Supplied material ▸

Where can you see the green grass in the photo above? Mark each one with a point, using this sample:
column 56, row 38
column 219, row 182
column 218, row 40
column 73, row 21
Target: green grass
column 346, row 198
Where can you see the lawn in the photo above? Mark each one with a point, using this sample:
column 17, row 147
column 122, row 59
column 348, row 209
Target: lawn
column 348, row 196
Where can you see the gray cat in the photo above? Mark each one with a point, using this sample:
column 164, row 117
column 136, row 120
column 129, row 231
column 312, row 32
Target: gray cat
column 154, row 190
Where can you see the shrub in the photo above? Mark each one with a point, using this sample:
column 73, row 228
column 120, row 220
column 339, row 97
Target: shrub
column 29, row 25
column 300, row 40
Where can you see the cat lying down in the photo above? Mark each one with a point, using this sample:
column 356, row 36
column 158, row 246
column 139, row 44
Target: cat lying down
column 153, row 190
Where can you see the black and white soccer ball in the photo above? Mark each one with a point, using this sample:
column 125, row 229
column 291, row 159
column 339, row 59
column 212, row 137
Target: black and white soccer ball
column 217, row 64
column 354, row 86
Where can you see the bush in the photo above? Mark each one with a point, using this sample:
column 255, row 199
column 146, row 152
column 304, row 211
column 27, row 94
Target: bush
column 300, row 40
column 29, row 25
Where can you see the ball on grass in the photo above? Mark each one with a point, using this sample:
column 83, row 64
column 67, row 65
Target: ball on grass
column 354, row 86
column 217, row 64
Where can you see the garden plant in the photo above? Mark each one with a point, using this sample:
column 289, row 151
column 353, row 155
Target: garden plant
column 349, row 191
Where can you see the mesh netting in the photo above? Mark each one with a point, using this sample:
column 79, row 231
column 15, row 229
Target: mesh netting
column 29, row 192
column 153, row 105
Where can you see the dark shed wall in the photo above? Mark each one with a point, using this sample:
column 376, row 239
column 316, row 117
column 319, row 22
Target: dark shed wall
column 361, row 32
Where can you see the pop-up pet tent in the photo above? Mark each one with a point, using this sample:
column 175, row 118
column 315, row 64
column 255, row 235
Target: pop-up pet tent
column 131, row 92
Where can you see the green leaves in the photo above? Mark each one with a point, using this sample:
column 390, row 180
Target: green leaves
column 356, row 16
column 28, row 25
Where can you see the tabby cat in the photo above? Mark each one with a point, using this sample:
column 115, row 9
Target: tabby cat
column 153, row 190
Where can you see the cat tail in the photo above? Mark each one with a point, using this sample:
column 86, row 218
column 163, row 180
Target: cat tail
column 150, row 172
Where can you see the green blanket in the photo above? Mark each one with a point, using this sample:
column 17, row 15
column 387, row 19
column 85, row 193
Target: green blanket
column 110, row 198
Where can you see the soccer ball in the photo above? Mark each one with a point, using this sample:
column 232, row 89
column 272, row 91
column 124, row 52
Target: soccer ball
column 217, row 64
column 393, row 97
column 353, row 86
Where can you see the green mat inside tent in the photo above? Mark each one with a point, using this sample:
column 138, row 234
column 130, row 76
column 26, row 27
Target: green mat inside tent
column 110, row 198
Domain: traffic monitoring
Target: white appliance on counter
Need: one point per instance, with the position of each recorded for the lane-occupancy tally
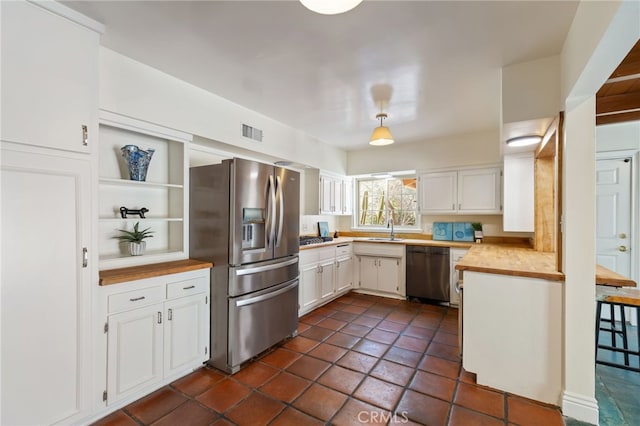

Task ▸
Write the records out again verbatim and omit the pictures they contain.

Solution ▸
Where can you see the green grass in the photo above? Mark each one with a point, using this sample:
column 56, row 38
column 219, row 182
column 218, row 40
column 73, row 21
Target: green grass
column 346, row 198
Where can you see the lawn in the photo above? Mark each one with a point, using this sample:
column 17, row 147
column 122, row 59
column 348, row 209
Target: lawn
column 348, row 196
Where can you see the gray cat in the photo above? Mark each one with a point, using this sample:
column 164, row 117
column 136, row 120
column 129, row 231
column 312, row 32
Target: gray cat
column 154, row 190
Where can you see the shrub in the photo above? Mark each one with a point, using this sample:
column 73, row 228
column 120, row 220
column 339, row 97
Target: shrub
column 29, row 25
column 300, row 40
Where can you see the cat lying down in the photo above? Mark each one with a point, using this sample:
column 356, row 36
column 158, row 246
column 139, row 44
Target: cat lying down
column 153, row 190
Where can you see the black and white soccer ball in the photo above? Mark each one with a point, using this sample:
column 125, row 229
column 291, row 159
column 339, row 59
column 212, row 137
Target: black and white soccer ball
column 217, row 64
column 354, row 86
Where can you see the bush in the photo above? Mark each one with a point, using this sample:
column 255, row 199
column 146, row 152
column 304, row 211
column 27, row 94
Target: bush
column 300, row 40
column 29, row 25
Where can you see the ball on grass in the photo above? Mark each one with a point, using this sample:
column 83, row 64
column 67, row 65
Target: ball on grass
column 354, row 86
column 217, row 64
Where can you see the garden plant in the photo above? Mark each one with a point, using this sample:
column 289, row 151
column 353, row 155
Target: garden plant
column 349, row 191
Where can you see the mesh netting in the photo above? Mark each one with a point, using this sample:
column 79, row 231
column 15, row 229
Target: mesh netting
column 29, row 192
column 153, row 105
Where can you see the dark shed wall in the photo above? Mark each one with a point, using this sample:
column 376, row 239
column 316, row 117
column 319, row 22
Target: dark shed wall
column 361, row 32
Where can you see the pop-up pet tent in the photo above? Mark each one with a point, using this sample:
column 175, row 118
column 315, row 64
column 255, row 235
Target: pop-up pet tent
column 131, row 92
Where can you see the green leaves in the photo above? Mark each one with a point, using this sample:
column 390, row 180
Target: green leaves
column 356, row 16
column 28, row 25
Where can you see the tabby cat in the photo above? Mark each one with a point, using this sample:
column 115, row 9
Target: tabby cat
column 153, row 190
Where can you see the cat tail in the photo above? Mark each one with a point, using this sample:
column 86, row 218
column 163, row 180
Target: cat tail
column 150, row 172
Where can you see the green blanket in the photo above? Mark each one with a point, using this sample:
column 17, row 15
column 387, row 19
column 85, row 193
Target: green blanket
column 110, row 198
Where can you see the soccer ball in the photo above? Mark each one with a point, using this sample:
column 232, row 89
column 272, row 91
column 124, row 52
Target: soccer ball
column 217, row 64
column 393, row 97
column 353, row 86
Where can you see the green mat inside tent in the photo above? Mark each one with a point, using this sample:
column 138, row 234
column 130, row 76
column 26, row 27
Target: green mat inside tent
column 110, row 198
Domain: traffic monitoring
Target: white appliance on counter
Need: one point per instance, with the position of each recorded for the lane-occupancy tally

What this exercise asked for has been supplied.